■ **What you need to do**: Below are the records; retype each one exactly.

%%

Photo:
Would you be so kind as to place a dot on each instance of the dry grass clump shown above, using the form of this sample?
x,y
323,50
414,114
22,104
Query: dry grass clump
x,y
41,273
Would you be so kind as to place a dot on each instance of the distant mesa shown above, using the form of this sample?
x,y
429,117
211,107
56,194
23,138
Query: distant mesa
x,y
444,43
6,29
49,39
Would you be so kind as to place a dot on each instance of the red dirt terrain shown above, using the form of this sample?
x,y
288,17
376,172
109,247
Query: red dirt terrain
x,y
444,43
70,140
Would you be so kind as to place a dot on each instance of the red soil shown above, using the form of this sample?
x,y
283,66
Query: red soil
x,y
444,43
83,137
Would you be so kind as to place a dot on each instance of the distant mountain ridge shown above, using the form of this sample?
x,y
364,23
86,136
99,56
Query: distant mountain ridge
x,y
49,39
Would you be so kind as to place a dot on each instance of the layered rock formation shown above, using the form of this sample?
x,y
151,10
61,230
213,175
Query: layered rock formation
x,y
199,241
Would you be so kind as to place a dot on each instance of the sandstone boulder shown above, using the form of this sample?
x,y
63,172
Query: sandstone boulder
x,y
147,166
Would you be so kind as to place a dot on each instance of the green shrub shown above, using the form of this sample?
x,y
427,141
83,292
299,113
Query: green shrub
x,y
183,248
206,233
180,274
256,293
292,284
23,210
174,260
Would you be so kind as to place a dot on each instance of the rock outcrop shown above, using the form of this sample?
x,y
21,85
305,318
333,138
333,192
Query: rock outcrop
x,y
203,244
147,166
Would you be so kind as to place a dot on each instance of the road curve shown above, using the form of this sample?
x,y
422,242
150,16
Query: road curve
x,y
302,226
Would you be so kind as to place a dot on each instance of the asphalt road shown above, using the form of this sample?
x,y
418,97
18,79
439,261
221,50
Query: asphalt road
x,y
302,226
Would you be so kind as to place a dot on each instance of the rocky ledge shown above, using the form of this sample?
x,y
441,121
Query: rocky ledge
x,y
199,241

%%

■ **Solution**:
Photo:
Would you be so kind as to place a dot on each instance of the dry grass clump shown above, using the form of this sample?
x,y
323,50
414,114
22,104
Query: dry grass clump
x,y
41,273
Would you be so kind as to place a dot on each instance of the distant mesa shown above, using the form of this sample?
x,y
429,117
211,107
56,194
23,138
Query: distant mesa
x,y
444,43
6,29
49,39
Would you be so kind as to place a dot on each instance of the red dirt terrain shown above, using the form of this sample?
x,y
288,17
376,172
109,247
Query: red dirt terrain
x,y
444,43
70,140
Would you be so kind as to place a dot on each instance of the red soil shown above, using the form of this sample?
x,y
283,66
Query: red soil
x,y
444,43
83,137
Would you be so kind as to place a dot on each instance of the distant mountain ridge shown above, using the form of this sample?
x,y
364,23
86,136
99,56
Query: distant mountain ridge
x,y
49,39
Would you be so kind as to place a dot on each instance of the layered rock formation shown above, using the form of this sample?
x,y
151,10
61,230
213,175
Query: layered rock formation
x,y
199,241
Would you be so kind as to place a dot on each instance of the sandstone boulder shown above, using the form of this sample?
x,y
63,172
Query: sandstone boulder
x,y
147,166
Would you be so kind as to place a dot on each instance of the green shrub shown above, using the form of this sample?
x,y
427,141
83,292
299,113
Query: green shrub
x,y
183,248
206,233
180,274
256,293
292,284
23,210
174,260
Would you be so kind as to place a dot on each instance of the rock outcrop shown above, using the form of this sample?
x,y
21,85
305,318
333,138
333,192
Query: rock outcrop
x,y
203,244
147,166
Would you be so kind as to place a dot on each instance of the road curve shown above, using the form of this sample?
x,y
422,242
150,16
Query: road curve
x,y
302,226
Would you be so kind as to place a dot on each instance of the asphalt road shown above, using the form of this sample?
x,y
418,97
18,79
439,261
221,50
Query: asphalt road
x,y
302,226
Would you be so kind as to place a dot on each instance of the rocky ledge shown above, using the form of this sample?
x,y
441,121
Query: rocky ledge
x,y
199,241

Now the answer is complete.